**CONSIGNE:** Recopiez mot pour mot le passage du texte sur l’œuvre d’Antoine Emaz compris entre « L’œuvre d’Antoine Emaz » et « travaillé avec lui. », ces deux segments inclus.

**EXTRAIT DU TEXTE:**
__________

L’œuvre d’Antoine Emaz (1955-2019) n’a cessé de prendre de l’importance depuis la disparition du poète. Elle été l’objet d’un colloque, en octobre 2022, entre les universités de Lausanne et de Nanterre et un lieu culturel de Montreuil, Les Pianos. Il nous a semblé important d’amplifier ce mouvement parti en 1986 des éditions de La Bartavelle, soutenu à plusieurs reprises par La Quinzaine littéraire et plus récemment par Marie Étienne dans les colonnes d’En attendant Nadeau, en y joignant les saluts de quelques-uns de ceux qui ont travaillé avec lui.

__________

**LISTE DES DONNÉES:**
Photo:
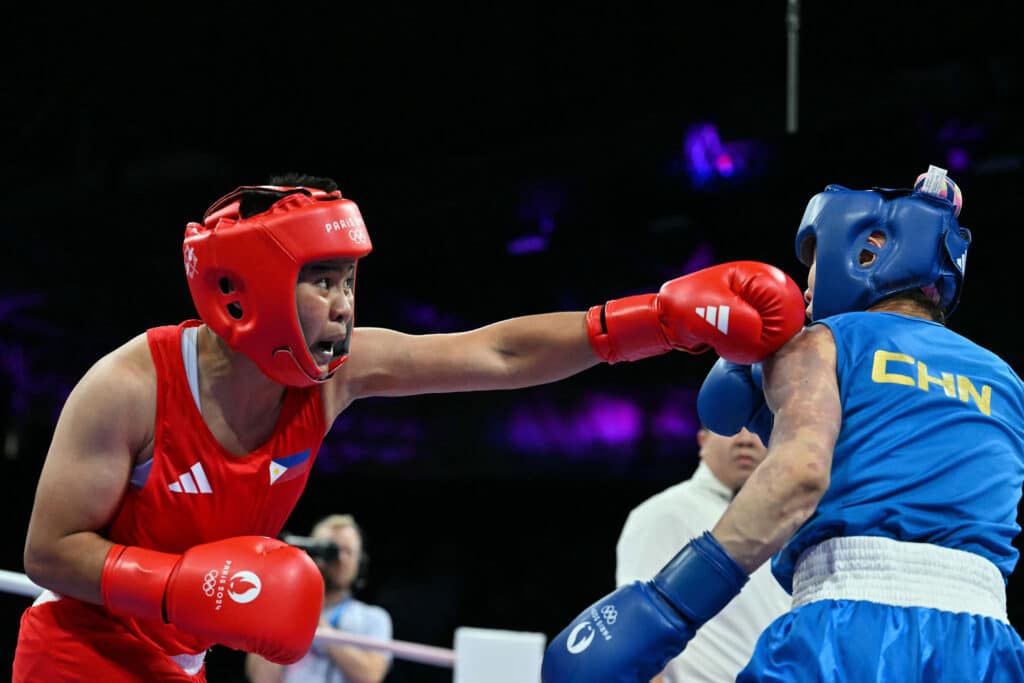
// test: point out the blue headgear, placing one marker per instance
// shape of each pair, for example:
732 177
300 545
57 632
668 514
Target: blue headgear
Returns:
922 245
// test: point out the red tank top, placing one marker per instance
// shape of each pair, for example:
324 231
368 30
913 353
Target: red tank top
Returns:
197 492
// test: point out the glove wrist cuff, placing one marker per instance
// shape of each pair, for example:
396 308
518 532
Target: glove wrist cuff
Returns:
700 580
627 329
134 581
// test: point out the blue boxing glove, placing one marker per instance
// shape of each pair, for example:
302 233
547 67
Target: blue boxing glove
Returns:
631 634
732 397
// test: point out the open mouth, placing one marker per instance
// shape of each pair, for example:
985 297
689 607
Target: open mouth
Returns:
324 351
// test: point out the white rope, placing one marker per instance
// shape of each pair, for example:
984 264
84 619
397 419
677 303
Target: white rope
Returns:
12 582
438 656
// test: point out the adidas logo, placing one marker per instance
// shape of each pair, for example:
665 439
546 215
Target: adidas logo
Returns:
716 315
193 481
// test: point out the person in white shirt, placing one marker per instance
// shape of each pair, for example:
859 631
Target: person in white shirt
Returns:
344 570
657 527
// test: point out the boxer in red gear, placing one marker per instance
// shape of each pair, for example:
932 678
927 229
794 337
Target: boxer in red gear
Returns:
178 456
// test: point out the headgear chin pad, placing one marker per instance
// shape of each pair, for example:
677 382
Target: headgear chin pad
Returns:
875 243
243 272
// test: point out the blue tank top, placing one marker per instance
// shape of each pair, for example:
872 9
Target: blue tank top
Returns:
931 447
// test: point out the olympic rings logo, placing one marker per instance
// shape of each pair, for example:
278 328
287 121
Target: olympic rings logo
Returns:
210 583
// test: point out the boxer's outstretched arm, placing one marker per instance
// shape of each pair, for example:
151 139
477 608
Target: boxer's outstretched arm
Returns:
742 309
782 493
107 419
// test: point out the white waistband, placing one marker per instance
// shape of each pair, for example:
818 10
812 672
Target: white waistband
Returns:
905 574
190 664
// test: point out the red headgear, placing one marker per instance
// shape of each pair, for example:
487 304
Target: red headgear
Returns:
243 271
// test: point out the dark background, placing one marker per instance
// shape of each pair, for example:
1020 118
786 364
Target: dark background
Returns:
463 129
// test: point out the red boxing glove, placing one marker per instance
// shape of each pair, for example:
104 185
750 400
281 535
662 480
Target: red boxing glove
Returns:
249 593
745 310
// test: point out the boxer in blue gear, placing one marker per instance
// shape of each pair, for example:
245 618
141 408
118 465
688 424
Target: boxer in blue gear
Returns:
888 500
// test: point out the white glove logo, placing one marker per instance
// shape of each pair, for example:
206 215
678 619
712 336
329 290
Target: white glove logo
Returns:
245 586
577 646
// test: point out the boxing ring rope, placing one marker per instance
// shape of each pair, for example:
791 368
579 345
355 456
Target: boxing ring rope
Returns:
475 650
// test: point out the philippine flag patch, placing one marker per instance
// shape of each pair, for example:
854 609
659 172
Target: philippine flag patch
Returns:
289 467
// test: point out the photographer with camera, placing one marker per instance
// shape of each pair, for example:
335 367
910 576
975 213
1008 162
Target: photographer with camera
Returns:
336 546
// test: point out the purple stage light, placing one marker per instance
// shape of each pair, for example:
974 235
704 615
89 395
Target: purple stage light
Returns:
527 244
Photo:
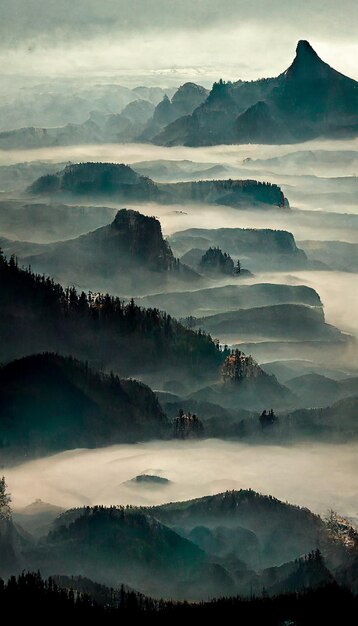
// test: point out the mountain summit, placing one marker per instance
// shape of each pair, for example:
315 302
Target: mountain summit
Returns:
308 100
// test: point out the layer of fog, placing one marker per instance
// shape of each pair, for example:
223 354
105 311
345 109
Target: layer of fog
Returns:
233 40
132 152
337 290
319 476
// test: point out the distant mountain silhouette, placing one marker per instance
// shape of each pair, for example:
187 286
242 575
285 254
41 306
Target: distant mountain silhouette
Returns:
121 181
128 256
185 100
310 99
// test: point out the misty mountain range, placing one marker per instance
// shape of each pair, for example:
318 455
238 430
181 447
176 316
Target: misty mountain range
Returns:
220 543
310 99
177 323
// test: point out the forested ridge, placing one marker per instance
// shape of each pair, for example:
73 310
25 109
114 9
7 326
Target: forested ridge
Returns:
38 314
31 595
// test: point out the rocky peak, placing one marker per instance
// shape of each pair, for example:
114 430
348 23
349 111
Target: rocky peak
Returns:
142 238
307 64
238 366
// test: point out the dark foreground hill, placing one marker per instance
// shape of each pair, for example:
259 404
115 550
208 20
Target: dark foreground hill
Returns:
233 542
49 403
39 315
32 597
308 100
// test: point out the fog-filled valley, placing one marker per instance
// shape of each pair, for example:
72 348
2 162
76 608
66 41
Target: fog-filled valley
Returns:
178 338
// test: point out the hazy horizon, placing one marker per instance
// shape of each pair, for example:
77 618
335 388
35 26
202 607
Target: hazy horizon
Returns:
142 41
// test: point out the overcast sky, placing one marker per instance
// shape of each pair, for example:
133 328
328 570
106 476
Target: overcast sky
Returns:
173 39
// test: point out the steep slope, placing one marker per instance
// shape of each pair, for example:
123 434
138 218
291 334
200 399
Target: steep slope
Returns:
308 100
185 100
121 181
245 385
126 125
37 314
124 544
128 256
258 249
278 532
50 403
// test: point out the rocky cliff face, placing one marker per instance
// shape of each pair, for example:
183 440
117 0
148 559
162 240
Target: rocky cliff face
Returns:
238 367
141 238
97 179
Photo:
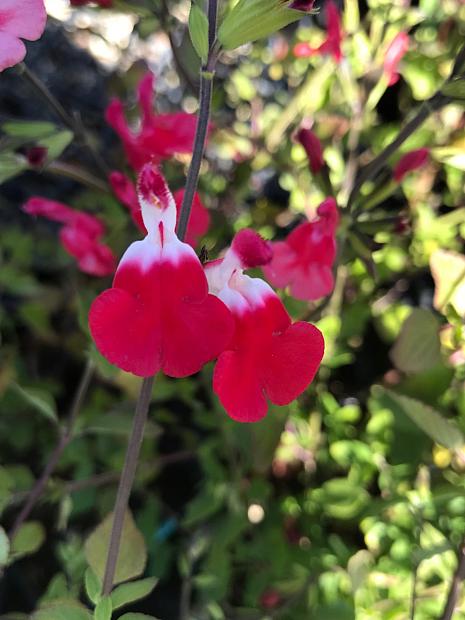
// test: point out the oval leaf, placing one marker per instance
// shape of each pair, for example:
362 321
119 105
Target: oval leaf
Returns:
132 554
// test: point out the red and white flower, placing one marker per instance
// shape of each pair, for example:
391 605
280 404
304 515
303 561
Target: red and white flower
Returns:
331 46
158 315
160 136
394 54
268 358
19 19
199 220
80 235
304 260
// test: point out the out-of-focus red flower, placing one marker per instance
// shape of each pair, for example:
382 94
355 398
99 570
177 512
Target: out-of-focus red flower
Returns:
394 54
270 599
304 260
332 44
268 357
19 19
106 4
199 219
313 148
160 136
158 315
36 156
409 162
80 235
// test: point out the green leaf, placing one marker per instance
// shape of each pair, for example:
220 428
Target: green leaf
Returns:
198 30
103 609
33 130
62 610
417 347
251 20
4 547
93 586
39 399
57 143
430 421
129 592
132 554
455 88
28 539
11 165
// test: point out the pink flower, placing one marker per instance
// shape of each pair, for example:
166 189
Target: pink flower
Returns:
409 162
160 135
394 54
304 260
103 3
332 44
313 148
199 220
158 315
19 19
80 235
268 357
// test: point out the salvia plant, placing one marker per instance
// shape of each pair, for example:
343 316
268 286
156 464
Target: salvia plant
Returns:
259 242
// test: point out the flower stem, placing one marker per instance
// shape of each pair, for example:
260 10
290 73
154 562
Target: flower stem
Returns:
459 576
74 124
65 437
205 97
126 482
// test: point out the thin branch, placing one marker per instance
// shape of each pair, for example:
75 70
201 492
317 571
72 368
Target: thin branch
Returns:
459 576
126 482
73 123
63 441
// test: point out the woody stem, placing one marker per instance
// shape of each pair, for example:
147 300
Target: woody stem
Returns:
126 481
205 98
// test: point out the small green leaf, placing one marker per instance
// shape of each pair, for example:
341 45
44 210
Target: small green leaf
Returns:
417 347
28 539
40 400
62 610
11 165
93 586
198 30
4 547
250 20
33 130
103 609
431 422
132 554
129 592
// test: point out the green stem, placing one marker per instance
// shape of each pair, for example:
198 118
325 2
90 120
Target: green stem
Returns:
65 437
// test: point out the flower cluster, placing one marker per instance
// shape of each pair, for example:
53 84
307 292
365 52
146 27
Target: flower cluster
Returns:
160 136
167 312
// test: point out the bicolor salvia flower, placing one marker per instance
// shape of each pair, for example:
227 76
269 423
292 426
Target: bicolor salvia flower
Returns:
331 46
159 137
303 261
159 315
313 149
409 162
125 191
268 358
19 19
80 235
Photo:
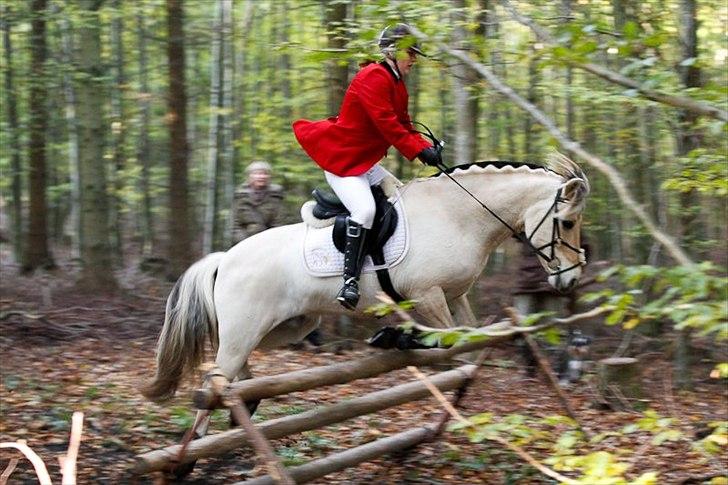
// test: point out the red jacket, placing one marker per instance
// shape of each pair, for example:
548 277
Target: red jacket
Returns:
373 117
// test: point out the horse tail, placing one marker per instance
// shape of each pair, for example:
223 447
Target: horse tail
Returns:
189 319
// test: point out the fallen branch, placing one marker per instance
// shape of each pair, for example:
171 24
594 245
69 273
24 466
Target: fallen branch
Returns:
68 467
213 445
9 470
571 146
262 447
351 457
379 363
514 448
40 469
679 102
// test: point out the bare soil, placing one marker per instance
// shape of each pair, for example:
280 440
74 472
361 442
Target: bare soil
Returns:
64 351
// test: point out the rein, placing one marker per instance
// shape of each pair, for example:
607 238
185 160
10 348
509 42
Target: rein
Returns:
552 261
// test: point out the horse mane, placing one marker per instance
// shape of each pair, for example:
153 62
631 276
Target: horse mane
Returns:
556 163
497 164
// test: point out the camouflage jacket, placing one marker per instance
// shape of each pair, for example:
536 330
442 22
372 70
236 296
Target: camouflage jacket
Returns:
256 210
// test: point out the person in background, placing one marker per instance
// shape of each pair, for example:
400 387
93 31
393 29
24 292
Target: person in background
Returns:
258 202
259 206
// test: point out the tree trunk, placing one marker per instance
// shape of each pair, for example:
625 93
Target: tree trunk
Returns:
566 10
118 131
179 249
490 28
338 72
286 68
529 128
213 139
96 252
464 83
240 78
74 226
13 135
37 253
689 138
226 132
143 155
619 381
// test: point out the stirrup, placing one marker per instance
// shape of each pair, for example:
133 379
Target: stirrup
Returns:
349 294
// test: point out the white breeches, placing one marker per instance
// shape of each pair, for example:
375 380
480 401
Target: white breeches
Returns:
356 195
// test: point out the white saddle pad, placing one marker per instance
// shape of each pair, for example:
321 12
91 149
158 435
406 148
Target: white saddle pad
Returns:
321 257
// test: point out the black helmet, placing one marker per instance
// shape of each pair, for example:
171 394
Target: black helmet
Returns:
392 34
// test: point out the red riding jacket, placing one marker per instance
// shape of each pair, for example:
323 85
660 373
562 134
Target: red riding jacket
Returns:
373 117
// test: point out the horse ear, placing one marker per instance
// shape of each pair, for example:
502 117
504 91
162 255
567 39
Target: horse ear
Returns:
575 190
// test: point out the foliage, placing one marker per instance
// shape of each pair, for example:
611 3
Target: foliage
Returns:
690 297
567 450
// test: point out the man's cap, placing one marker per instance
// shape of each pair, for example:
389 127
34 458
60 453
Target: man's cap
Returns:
399 36
259 165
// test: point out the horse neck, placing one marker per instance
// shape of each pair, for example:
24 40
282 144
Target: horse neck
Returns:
508 192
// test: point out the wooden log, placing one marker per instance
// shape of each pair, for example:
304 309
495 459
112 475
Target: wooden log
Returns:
303 380
379 363
351 457
619 381
217 444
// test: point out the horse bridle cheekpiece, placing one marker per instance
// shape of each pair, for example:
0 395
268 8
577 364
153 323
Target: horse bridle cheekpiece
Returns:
552 261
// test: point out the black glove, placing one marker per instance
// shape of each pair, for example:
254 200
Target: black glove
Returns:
430 156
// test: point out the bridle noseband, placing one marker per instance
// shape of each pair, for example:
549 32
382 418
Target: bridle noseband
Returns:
552 261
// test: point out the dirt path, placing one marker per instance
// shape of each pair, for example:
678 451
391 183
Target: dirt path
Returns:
76 353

__________

**TÂCHE RÉALISÉE:**
L’œuvre d’Antoine Emaz (1955-2019) n’a cessé de prendre de l’importance depuis la disparition du poète. Elle été l’objet d’un colloque, en octobre 2022, entre les universités de Lausanne et de Nanterre et un lieu culturel de Montreuil, Les Pianos. Il nous a semblé important d’amplifier ce mouvement parti en 1986 des éditions de La Bartavelle, soutenu à plusieurs reprises par La Quinzaine littéraire et plus récemment par Marie Étienne dans les colonnes d’En attendant Nadeau, en y joignant les saluts de quelques-uns de ceux qui ont travaillé avec lui.